-- TEXTE SOURCE --
══════════════════════════════
(Billet 225) – Commission en mission, partis en démission

(Billet 225) – Commission en mission, partis en démission

Depuis que Chakib Benmoussa a composé son équipe, tout le monde pense à sa fameuse Commission, mais personne ne parle plus des partis, en démission, ce qui est curieux, étrange, voire inquiétant pour un pays qui se déclare démocratique. Entre les deux, seul un chiffre en commun : 36 personnes pour bien faire, et 36 partis pour ne rien faire, ou presque, sauf couiner en silence de cet ostracisme justifié qui les a frappés.

Il faut dire que cela fait deux ans que le roi leur demande gentiment de lui proposer un modèle de développement ; lui, il a joué le jeu, eux ils ont joué, et perdu.  Et de fait, dans la Commission spéciale sur le Modèle de développement – c’est son nom officiel – la caste, pardon la classe politique n’est pas représentée. Aucun leader politique n’a été désigné par le chef de l’Etat et nul ne s’en est offusqué, ou alors timidement, confidentiellement, prudemment… Il est vrai que le jeu des partis et les enjeux de la Commission sont sur deux droites parallèles.
══════════════════════════════
-- EXERCICES PROPOSÉS --
**A)** D'après le billet sur la Commission Benmoussa, depuis combien de temps le roi demande-t-il aux partis de lui proposer un modèle de développement ?
**B)** Poursuivez le billet sur la Commission Benmoussa à partir de sa dernière phrase.
══════════════════════════════
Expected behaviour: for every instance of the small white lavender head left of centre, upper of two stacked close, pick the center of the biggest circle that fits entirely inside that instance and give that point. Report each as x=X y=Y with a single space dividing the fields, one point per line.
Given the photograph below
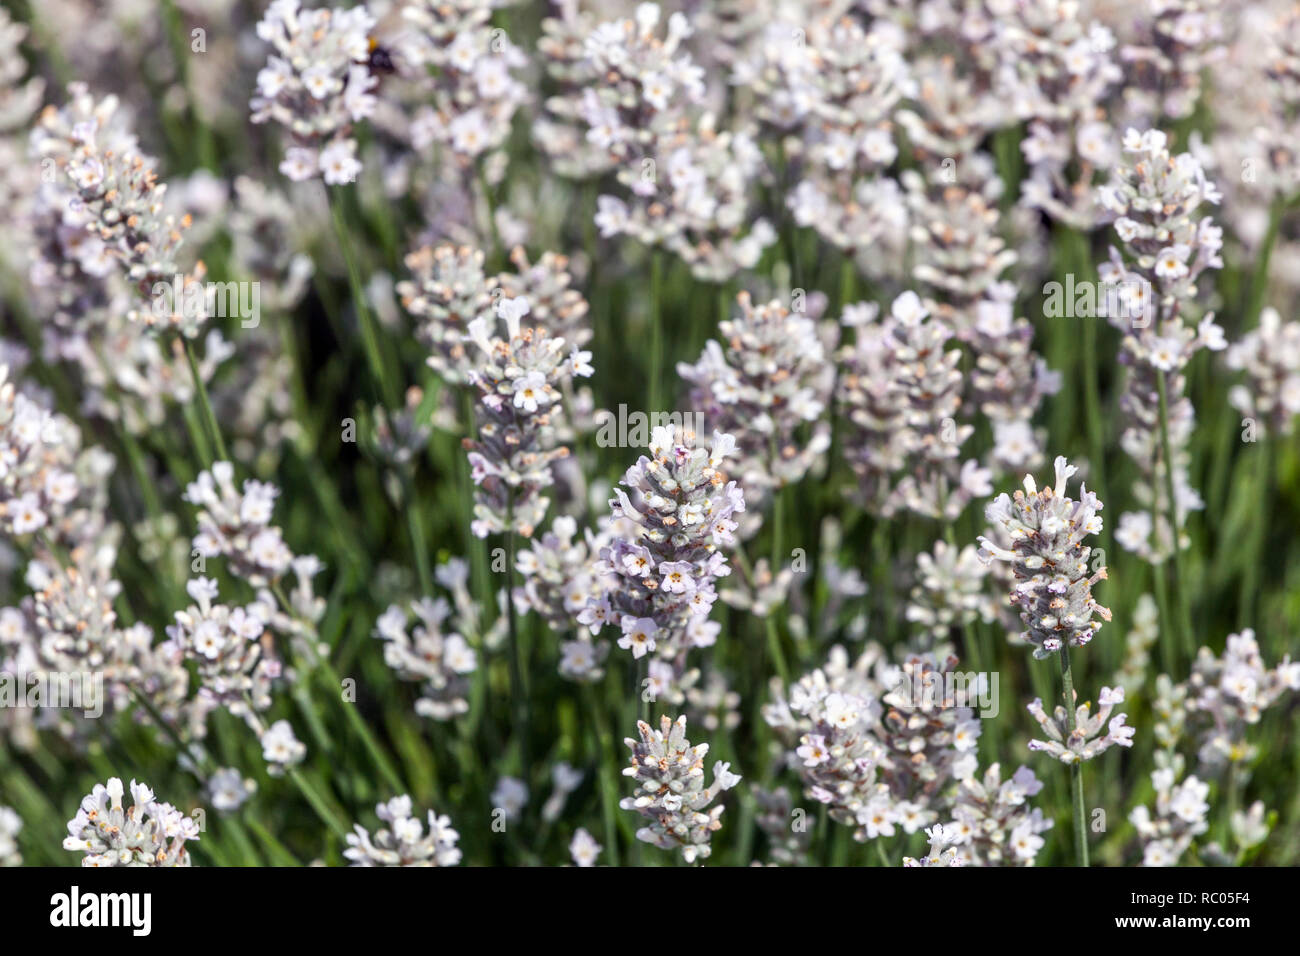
x=236 y=525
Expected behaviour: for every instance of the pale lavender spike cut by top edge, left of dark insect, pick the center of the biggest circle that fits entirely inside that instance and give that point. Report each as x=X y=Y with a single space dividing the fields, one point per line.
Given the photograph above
x=317 y=85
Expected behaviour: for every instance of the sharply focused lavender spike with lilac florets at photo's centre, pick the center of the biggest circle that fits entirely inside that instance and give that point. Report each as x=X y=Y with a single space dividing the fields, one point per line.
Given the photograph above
x=660 y=576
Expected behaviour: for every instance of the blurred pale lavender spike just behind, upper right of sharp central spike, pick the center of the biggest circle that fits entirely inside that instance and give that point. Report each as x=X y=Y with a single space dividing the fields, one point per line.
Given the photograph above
══════════════════════════════
-- RÉSULTATS OBTENUS --
**A)** Depuis deux ans.

**B)**
Il est vrai aussi que si les partis multiplient les incantations aux termes laborieux, du type « développement », « digitalisation », « croissance », « implémentation », « jeunesse », « formation », les 35 pairs de M. Benmoussa sont chargés de mettre ces concepts en musique… une musique qui fera valser les partis, en décalage par rapport aux attentes des citoyens.

Pour faire simple, le spectacle qui nous est donné aujourd’hui par nos faibles forces politiques est le suivant : l’opposition essaie d’exister, en ordre dispersé. Le PPS lèche ses plaies depuis qu’il a été gentiment viré de la majorité, l’Istiqlal se plaît à cogner sur cette même majorité et le PAM se complaît dans ses luttes entre faux-frères et vrais compères se shootant à la vanité.

Quant à la majorité, ses membres, habités par l’élection de 2021, essaient tant bien que mal de cohabiter et tous se taisent, tétanisés par le rejet qu’ils sentent de la part de la population. Le PJD réunit ses instances et essaie d’unifier ses rangs, avec un Abdelilah Benkirane qui tease son retour et attise le feu. Le RNI multiplie les meetings et les discours, et court après de futurs membres, déclarant humblement 120.000 adhérents. Pas d’animosité visible, de la convivialité apparente, souvent risible, mais chacun affûte ses armes et prépare ses coups.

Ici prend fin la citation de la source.